● Text extract

White parents wailing in front of school board officials about critical race theory likely don't know what it really is and misinformation about the framework is "harmful to the country and harmful to democracy," according to a panel hosted by the King Center.
During the panel, Bernice King, CEO of the King Center said discussing critical race theory (CRT) is a necessary conversation for the sake "all of our children and their right to inclusive and equitable education and educational environments."
King said the goal of the conversation is to set the record straight, help to dismantle misinformation and help the public become more effective advocates to ensure that "no child experiences an education that denies the truth of our collective history and how it influences our present day reality."
"We cannot allow our children's education around this nation's history to be caught up in divisive schemes that have emerged from a backlash to the racial awakening and drive to push for racial equity and inclusion that occurred in our world on the heels of the George Floyd killing," King said.
The event, Beloved Community Talks — Critical Race Theory: Dismantling Misinformation, was streamed on Facebook and YouTube. Panelists included King and co-host Janai Nelson, associate director-counsel of the NAACP Legal Defense and Educational Fund Inc., and Kendall Thomas, the Nash Professor of Law at Columbia Law School and director of the Center for the Study of Law and Culture and Jacqueline Battalora, an author, critical race educator and former police officer.
Clashes about CRT and equity in public schools have dominated recent school board races in Iowa and elsewhere as conservative candidates politicized CRT to take over school boards — although experts have repeatedly said the theory taught in some law schools is not taught in K-12 schools. Iowa, one of at least 12 states that passed anti-CRT legislation, House File 802, which bans trainings and teachings about "divisive concepts," including "that the United States of America and the State of Iowa are fundamentally or systemically racist or sexist" and "that an individual, by virtue of the individual’s race or sex, bears responsibility for actions committed in the past by other members of the same race or sex," among several other concepts.
Nelson, associate director-counsel of the NAACP Legal Defense and Educational Fund Inc., said CRT was created by faculty of color in the 1980s as a way to think about injustice in society and understand how laws perpetuated discrimination.
CRT is not being taught in K-12 schools, the panelists said.
King asked the panel to define critical race theory for the hundreds of people who livestreamed the event.
Thomas said CRT began as a way to "make sense of this practice where you have the law saying that everybody is equal and yet being content with entrenched inequality and in some important respects, actually being complicit in reproducing inequality."
"So it's this basic contradiction between the law on the books and the rights granted by law on the books and the absence of that, in fact," he said.
CRT is typically taught to students in their second or third year of law school at Columbia, he said.
Nelson said while CRT isn't being taught in K-12 or even all law schools, that doesn't mean it's harmful or "a bad thing" to put before children and undergraduate students.
"It's because it's a rigorous educational theory that's aimed at graduate students and law students in particular, not because it's harmful," Nelson said.
CRT helps society understand the role of race in present day inequities and "allows us to be able to confront those inequities," Nelson said.
Since CRT isn't being taught in K-12 settings, what are recent laws against it trying to ban and what is the agenda, Nelson asked.

● Data entries
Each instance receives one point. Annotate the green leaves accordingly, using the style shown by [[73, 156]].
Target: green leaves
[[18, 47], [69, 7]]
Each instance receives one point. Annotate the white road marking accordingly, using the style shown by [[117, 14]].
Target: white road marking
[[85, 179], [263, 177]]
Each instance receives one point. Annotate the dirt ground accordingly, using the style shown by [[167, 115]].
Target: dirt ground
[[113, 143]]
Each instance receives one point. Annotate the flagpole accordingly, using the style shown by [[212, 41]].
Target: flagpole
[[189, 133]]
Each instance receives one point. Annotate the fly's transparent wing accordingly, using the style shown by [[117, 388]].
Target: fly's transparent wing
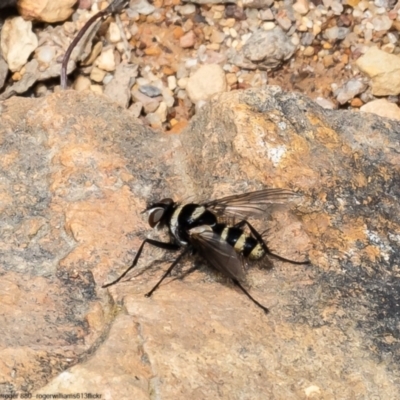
[[221, 255], [253, 204]]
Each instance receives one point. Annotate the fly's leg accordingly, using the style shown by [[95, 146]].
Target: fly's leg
[[161, 245], [173, 265]]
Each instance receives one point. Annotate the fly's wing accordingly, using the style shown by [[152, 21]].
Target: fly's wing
[[221, 255], [253, 204]]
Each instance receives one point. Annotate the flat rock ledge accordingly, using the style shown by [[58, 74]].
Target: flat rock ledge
[[77, 170]]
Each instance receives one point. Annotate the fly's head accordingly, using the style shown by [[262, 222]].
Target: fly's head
[[159, 212]]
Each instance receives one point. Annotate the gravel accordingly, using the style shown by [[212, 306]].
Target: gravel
[[178, 55]]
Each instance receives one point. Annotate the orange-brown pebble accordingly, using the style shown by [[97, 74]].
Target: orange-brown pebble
[[356, 102], [168, 70], [178, 127], [178, 32], [16, 76]]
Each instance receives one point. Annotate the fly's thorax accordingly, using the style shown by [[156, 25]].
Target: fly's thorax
[[257, 253]]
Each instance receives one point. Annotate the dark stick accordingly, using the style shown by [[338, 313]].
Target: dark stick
[[114, 6]]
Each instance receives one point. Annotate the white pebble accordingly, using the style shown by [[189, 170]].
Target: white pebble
[[183, 82], [171, 82], [106, 60]]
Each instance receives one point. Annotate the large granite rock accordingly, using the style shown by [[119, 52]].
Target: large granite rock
[[76, 171]]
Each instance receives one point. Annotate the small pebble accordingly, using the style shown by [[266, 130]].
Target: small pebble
[[187, 40], [106, 60], [149, 90], [81, 83]]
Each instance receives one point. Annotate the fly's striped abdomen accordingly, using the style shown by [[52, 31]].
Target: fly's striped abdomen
[[243, 244]]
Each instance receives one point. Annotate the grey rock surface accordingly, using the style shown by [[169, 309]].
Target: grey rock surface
[[76, 171]]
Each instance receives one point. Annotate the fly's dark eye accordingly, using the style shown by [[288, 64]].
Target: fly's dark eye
[[155, 216]]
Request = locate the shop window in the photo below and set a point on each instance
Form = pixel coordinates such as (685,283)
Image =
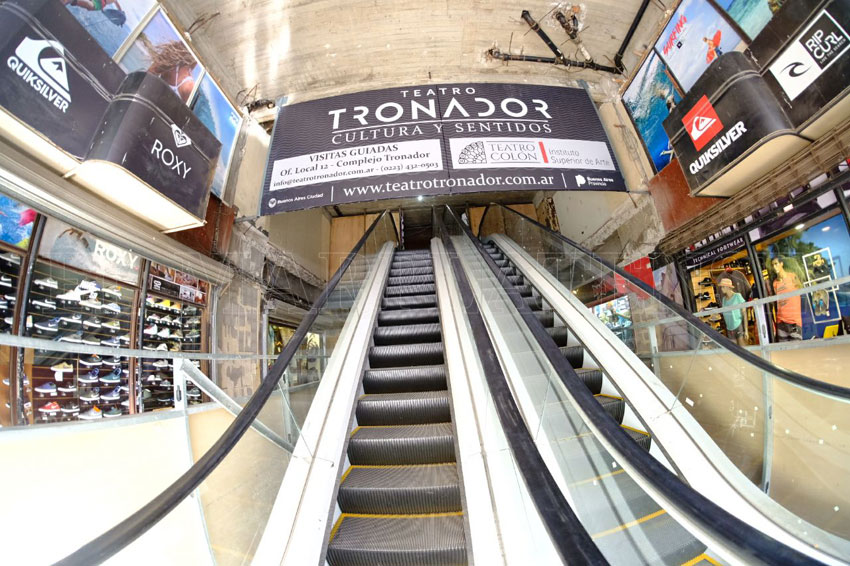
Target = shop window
(160,51)
(110,23)
(810,253)
(220,118)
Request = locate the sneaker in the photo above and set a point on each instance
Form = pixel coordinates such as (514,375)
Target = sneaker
(75,318)
(92,303)
(90,339)
(11,258)
(113,290)
(52,407)
(74,338)
(92,394)
(93,360)
(71,295)
(113,395)
(92,414)
(47,388)
(48,282)
(44,303)
(90,377)
(113,377)
(112,307)
(63,367)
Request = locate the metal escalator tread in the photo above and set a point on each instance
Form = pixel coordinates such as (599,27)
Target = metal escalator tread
(431,488)
(407,290)
(406,540)
(411,302)
(411,316)
(406,355)
(419,407)
(410,280)
(614,406)
(402,445)
(410,379)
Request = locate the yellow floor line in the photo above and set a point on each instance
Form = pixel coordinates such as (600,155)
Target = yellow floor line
(629,525)
(697,559)
(603,476)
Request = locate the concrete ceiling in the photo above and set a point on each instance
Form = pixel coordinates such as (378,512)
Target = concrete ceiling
(307,49)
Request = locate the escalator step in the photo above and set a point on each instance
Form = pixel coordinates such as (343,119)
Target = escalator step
(407,290)
(424,540)
(412,316)
(560,334)
(422,407)
(406,355)
(592,378)
(410,280)
(411,302)
(381,490)
(402,445)
(614,406)
(546,318)
(397,380)
(642,438)
(407,334)
(406,272)
(574,355)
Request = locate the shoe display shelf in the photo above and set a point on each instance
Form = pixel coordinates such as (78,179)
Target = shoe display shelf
(78,308)
(10,275)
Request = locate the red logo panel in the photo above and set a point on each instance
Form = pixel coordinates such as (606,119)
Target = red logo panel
(702,123)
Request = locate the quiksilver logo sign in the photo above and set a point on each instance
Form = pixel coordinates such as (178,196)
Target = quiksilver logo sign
(169,157)
(41,64)
(717,147)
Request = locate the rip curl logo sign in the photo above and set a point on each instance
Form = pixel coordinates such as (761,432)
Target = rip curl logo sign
(41,64)
(702,123)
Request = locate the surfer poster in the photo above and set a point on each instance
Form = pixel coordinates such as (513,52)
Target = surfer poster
(109,22)
(649,98)
(693,39)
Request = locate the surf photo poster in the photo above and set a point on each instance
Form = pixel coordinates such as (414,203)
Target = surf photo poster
(693,39)
(649,98)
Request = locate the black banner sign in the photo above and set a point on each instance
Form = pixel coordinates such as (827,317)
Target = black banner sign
(53,76)
(151,133)
(726,115)
(437,139)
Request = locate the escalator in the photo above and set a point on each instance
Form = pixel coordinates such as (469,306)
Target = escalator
(400,497)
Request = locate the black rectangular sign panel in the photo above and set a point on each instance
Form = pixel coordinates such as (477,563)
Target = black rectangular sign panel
(150,132)
(728,113)
(436,139)
(53,76)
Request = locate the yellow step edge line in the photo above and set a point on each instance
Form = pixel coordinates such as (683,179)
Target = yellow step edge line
(597,478)
(700,558)
(643,432)
(629,525)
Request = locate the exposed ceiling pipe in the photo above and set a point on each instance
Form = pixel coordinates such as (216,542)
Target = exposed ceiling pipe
(618,58)
(496,54)
(559,55)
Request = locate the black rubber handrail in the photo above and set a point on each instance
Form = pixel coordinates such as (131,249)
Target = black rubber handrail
(750,544)
(134,526)
(795,378)
(568,535)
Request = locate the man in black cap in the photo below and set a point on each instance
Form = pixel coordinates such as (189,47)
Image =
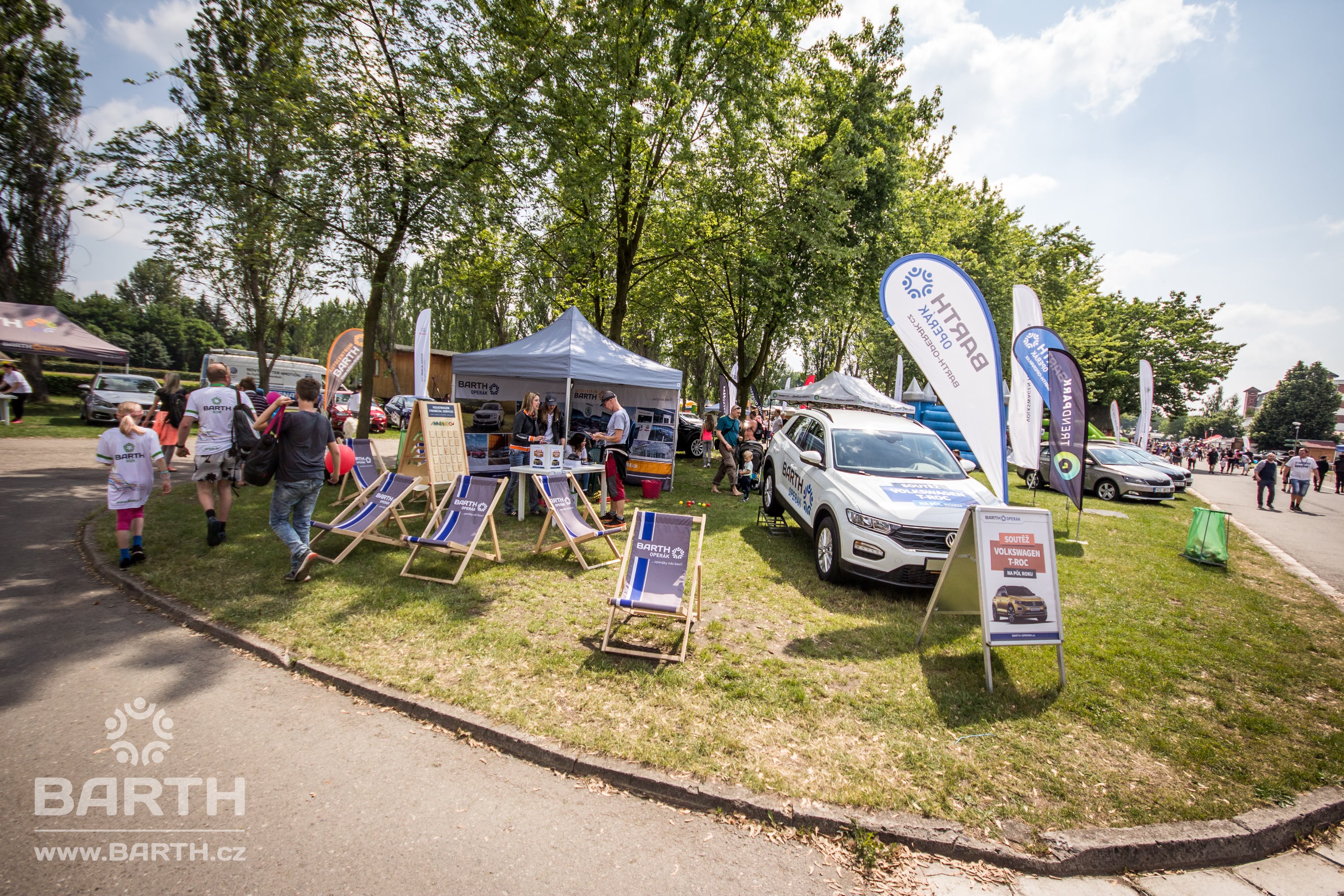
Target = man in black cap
(550,422)
(617,431)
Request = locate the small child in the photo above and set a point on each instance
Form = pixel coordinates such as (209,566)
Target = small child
(746,474)
(132,452)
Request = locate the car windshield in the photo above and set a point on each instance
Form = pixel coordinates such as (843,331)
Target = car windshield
(1111,454)
(127,383)
(910,456)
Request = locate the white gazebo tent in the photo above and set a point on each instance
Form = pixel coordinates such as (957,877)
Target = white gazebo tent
(574,361)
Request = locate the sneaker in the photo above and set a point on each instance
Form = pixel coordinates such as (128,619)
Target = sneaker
(303,567)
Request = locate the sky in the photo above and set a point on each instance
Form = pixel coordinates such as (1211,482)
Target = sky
(1197,144)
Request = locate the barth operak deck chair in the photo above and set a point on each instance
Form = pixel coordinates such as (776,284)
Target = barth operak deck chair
(562,509)
(654,577)
(467,509)
(369,466)
(371,508)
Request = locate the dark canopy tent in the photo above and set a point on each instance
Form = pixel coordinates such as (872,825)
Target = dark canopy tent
(41,330)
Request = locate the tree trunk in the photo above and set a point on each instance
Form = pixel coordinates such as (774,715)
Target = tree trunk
(33,373)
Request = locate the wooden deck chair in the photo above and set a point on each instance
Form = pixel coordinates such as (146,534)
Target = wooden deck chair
(654,577)
(362,517)
(467,509)
(562,511)
(369,466)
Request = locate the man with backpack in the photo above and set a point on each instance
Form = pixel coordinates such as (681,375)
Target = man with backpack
(304,439)
(218,457)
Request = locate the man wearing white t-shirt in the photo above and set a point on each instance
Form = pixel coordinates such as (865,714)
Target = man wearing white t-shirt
(1297,474)
(17,385)
(217,461)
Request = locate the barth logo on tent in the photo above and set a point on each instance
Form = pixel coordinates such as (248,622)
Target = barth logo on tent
(138,711)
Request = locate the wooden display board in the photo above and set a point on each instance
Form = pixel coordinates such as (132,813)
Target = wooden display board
(1002,569)
(433,445)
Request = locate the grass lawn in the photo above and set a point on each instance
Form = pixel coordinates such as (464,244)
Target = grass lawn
(1193,692)
(56,418)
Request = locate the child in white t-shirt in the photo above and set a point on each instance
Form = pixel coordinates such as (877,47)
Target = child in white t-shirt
(132,452)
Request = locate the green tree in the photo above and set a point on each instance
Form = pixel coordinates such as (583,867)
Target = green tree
(1305,396)
(41,97)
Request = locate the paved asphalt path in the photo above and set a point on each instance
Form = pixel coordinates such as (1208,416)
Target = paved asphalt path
(338,797)
(1312,538)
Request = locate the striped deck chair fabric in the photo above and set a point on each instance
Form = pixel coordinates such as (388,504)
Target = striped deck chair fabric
(654,577)
(369,466)
(361,520)
(565,513)
(457,524)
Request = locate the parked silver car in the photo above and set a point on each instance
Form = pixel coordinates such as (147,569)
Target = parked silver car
(1180,476)
(109,390)
(1111,473)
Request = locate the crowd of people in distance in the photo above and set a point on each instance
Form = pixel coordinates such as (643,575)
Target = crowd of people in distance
(1297,473)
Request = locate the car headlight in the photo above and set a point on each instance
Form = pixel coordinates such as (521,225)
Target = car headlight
(873,523)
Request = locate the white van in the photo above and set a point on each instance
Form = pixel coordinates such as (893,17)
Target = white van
(287,371)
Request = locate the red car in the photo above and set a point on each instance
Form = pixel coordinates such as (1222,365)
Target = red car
(340,410)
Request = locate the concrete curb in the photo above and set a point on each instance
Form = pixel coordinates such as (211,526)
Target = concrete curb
(1288,562)
(1100,851)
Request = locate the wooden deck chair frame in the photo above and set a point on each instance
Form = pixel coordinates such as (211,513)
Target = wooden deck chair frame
(468,551)
(367,535)
(569,540)
(350,476)
(689,614)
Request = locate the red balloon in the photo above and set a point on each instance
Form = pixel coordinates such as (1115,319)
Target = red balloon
(347,460)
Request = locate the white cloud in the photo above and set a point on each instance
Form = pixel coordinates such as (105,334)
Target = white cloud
(1018,189)
(158,37)
(125,113)
(1136,267)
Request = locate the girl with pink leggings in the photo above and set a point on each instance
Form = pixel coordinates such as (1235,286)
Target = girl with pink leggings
(132,453)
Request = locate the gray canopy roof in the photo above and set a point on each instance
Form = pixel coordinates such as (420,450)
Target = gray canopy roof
(842,389)
(568,349)
(41,330)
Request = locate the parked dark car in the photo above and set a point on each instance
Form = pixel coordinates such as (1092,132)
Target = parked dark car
(689,428)
(1018,603)
(398,410)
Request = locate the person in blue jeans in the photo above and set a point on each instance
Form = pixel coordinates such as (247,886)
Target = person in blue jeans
(526,433)
(304,437)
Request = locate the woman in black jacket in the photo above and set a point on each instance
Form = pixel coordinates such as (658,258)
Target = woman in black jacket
(526,433)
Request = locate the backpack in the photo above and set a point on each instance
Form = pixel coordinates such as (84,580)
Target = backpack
(264,458)
(245,437)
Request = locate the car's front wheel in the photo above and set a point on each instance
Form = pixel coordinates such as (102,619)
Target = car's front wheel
(769,497)
(828,551)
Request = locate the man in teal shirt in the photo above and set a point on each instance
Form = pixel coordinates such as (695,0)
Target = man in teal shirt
(729,432)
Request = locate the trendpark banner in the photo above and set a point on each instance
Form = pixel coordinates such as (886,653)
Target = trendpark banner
(422,355)
(945,326)
(1068,425)
(342,358)
(1146,405)
(1025,402)
(1031,349)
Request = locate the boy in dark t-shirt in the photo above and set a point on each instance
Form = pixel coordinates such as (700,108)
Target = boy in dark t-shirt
(304,437)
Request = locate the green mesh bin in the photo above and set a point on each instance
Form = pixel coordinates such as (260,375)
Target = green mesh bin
(1207,539)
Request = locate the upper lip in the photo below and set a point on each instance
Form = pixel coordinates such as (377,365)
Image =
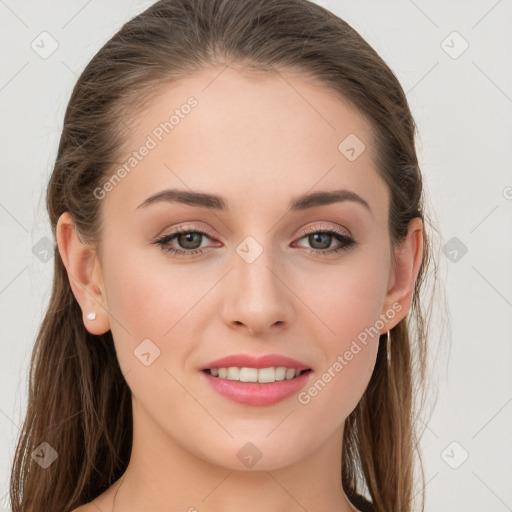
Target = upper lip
(248,361)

● Actions to take
a) Output as a JSON list of strings the part of the records that runs from their first line through the line containing "[[189, 133]]", both ends included, with one string per line and blank lines omitted.
b) Write what comes next in the article on the King Center panel about critical race theory.
The article and the records are unrelated bodies of material.

● In response
a)
[
  "Each instance receives one point. Annotate the green leaves accordingly, using the style shown by [[73, 156]].",
  "Target: green leaves",
  "[[18, 47], [69, 7]]",
  "Each instance receives one point. Annotate the white road marking accordingly, using the style shown by [[117, 14]].",
  "Target: white road marking",
  "[[85, 179], [263, 177]]",
  "Each instance receives one point. Annotate the dirt ground accordingly, using the style shown by [[167, 115]].",
  "Target: dirt ground",
  "[[113, 143]]",
  "Each instance receives one point. Annotate the flagpole accordingly, using the style shown by [[212, 41]].",
  "Target: flagpole",
  "[[189, 133]]"
]

b)
The laws seek to shut down conversations about race and shut down people from reading books and singing songs that in any way touch on race, Thomas said. People who are against it are also opposed to "wokeness" and "cancel culture," he said.
He said a poorly educated populace can't understand the ways the laws and policies of the country have been "structurally positioned to disadvantage not just people of color, but poor and working class white Americans."
Battalora asked if viewers have watched recent clips of packed school board meetings flooded with parents protesting against CRT.
" . . . where you have white women in tears, saying, 'You will not give my child critical race theory' and invoking this fragile white child and white female which of course has a rich deep history in the racial formation of this nation," Battalora said.
She called the exclusion of historical texts a modern day "book burning." It's unhealthy to lie about history to white children and children of color and to "exclude pieces of U.S. history," she said.
Thomas said groups that have attacked CRT include 1776 Action, The Heritage Foundation and the Judicial Crisis Network.
He said critical race theory misinformation "obscures our understanding" of what's really going on.
"This is an attack on democracy — that is weaponizing illiteracy — to create scenes, like the public school board meetings, where you have parents crying, terrorized by the specter of something that they don't even understand — and that is a tragedy for our democracy," he said.
King asked the panel how the public can push through the "noise" and work to combat the misinformation without being "combative." Battalora urged people to go to school board meetings and she joined the other panelists in calling the opposition to CRT "anti-democracy" instead of anti-CRT.
Thomas said Martin Luther King Jr. who spoke at Cornell College in Mt. Vernon in 1962, talked about the success that African American people had due to "the steady decline of crippling illiteracy." He said we need to know our history, draw strength from it and empower a "love movement," which is committed to a love of knowledge and a love of country.
There are urgent challenges around literacy and democratic literacy, and racial literacy can be a bridge between those two things, he said.
Nelson said some people are uninformed, "frankly ignorant" and have bought into the propaganda unwittingly and need to be educated, while others have an agenda. She said people must fight the disinformation, expose it, name it and point out the actors who are behind it.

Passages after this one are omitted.